▶ **WORK TO COMPLETE**
Please list each line of the data below that contains the string "player".

********

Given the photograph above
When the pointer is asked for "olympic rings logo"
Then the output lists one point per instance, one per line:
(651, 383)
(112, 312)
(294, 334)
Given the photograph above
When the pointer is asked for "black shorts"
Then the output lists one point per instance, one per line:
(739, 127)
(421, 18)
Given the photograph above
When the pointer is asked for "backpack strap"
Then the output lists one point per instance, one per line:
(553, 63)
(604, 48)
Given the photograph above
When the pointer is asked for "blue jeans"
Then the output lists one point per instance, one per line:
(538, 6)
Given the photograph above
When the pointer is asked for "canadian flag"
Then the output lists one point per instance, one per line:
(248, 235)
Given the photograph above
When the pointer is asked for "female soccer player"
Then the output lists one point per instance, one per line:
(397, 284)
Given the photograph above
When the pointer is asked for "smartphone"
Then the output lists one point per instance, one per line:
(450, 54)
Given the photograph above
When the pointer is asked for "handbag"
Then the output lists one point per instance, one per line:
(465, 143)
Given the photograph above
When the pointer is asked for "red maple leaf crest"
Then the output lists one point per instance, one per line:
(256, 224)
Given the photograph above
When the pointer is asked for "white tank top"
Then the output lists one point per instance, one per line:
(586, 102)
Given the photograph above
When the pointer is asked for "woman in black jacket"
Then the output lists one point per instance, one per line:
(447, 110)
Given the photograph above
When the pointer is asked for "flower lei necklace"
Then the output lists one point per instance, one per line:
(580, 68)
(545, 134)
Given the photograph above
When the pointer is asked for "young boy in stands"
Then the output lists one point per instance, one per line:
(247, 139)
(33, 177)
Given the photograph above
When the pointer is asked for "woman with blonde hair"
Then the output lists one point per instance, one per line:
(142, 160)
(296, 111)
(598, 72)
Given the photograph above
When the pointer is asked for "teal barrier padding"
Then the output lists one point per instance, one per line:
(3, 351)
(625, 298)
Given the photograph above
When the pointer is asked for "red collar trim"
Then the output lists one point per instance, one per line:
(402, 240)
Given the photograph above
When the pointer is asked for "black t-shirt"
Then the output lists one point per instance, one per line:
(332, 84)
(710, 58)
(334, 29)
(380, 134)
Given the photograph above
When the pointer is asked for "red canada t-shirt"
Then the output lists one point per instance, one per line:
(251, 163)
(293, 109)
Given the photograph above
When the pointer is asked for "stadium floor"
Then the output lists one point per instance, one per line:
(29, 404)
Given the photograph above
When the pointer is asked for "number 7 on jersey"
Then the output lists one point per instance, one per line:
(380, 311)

********

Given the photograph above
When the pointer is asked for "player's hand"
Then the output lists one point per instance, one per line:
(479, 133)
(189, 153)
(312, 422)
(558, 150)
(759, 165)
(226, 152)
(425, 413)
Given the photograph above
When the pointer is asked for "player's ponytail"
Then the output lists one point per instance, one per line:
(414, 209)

********

▶ **TASK ANSWER**
When the pointer is asked for "female soccer player"
When the pointer is asked for "player's hand"
When the pointer is asked for "player's ponytail"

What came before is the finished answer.